◆ **What you should do**
How many lines in the rows below contain the string "positive"? Case matters. Reply with the number alone.

(Saved entries)
BEGIN
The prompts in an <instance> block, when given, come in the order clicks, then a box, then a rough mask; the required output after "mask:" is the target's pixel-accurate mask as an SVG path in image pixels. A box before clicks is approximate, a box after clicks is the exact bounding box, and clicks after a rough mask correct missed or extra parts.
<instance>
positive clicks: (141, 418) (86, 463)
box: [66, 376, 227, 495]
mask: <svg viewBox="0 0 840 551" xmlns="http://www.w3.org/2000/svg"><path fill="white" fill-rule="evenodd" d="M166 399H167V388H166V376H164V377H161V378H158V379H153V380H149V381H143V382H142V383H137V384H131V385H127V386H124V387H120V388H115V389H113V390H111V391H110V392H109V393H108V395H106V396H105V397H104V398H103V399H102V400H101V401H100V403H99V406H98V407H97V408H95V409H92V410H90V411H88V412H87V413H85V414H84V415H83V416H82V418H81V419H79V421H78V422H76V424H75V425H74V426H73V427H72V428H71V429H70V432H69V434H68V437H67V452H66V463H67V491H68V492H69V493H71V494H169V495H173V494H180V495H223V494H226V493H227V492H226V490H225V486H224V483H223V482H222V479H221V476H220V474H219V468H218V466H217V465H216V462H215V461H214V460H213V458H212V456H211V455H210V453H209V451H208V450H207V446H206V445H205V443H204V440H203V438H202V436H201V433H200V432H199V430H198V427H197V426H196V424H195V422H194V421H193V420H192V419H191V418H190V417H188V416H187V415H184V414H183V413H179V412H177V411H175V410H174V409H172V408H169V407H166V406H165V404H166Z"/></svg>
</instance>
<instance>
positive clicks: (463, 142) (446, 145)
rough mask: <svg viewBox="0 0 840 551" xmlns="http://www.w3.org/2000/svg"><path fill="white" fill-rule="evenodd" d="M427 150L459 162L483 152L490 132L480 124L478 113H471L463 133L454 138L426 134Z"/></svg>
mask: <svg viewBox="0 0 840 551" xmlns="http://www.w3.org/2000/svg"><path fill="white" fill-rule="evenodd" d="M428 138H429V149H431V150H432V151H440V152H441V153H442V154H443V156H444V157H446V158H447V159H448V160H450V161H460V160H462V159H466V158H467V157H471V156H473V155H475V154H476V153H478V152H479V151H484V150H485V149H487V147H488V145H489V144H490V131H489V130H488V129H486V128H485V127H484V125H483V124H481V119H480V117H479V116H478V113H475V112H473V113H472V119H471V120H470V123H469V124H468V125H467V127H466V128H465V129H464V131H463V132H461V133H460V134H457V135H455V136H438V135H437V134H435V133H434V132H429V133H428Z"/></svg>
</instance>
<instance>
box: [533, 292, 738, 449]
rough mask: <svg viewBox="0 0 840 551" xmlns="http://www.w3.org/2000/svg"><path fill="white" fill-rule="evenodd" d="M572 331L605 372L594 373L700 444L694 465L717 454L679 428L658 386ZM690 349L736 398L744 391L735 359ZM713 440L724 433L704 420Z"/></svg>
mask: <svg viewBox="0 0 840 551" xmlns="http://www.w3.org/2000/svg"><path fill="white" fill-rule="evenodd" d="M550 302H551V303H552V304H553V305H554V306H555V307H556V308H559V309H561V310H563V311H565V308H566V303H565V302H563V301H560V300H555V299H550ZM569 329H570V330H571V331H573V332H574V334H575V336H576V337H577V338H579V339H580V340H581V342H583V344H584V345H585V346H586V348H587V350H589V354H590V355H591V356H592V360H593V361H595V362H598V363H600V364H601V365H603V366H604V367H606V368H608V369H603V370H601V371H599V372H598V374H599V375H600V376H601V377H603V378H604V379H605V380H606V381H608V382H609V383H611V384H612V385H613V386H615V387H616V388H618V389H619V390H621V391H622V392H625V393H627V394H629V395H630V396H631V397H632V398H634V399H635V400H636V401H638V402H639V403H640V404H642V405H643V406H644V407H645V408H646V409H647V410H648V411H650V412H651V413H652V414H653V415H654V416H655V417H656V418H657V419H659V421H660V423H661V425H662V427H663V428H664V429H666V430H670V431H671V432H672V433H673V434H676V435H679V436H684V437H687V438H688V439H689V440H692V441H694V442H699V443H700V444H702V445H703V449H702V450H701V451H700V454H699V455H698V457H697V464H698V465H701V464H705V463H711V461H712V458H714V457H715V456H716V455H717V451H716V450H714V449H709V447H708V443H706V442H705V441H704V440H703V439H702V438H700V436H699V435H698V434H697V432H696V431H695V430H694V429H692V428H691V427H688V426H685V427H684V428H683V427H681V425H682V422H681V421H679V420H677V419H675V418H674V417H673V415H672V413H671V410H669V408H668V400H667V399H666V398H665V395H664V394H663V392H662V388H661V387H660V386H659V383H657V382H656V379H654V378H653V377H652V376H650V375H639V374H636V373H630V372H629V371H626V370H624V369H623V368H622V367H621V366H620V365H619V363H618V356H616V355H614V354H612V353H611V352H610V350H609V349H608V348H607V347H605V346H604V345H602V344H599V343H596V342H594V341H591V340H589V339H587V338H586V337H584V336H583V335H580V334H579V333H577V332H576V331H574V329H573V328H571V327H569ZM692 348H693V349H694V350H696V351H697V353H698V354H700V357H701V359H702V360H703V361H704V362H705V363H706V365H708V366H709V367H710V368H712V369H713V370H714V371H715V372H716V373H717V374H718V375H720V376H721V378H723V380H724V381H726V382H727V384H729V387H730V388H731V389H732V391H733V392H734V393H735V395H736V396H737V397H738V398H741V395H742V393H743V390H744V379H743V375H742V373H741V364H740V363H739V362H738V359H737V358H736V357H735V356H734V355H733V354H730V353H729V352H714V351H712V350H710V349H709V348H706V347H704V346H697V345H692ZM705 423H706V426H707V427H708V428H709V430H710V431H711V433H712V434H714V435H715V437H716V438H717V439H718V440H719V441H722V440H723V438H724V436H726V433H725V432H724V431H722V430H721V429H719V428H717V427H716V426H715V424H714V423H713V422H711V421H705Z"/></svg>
END
◆ **Solution to this task**
2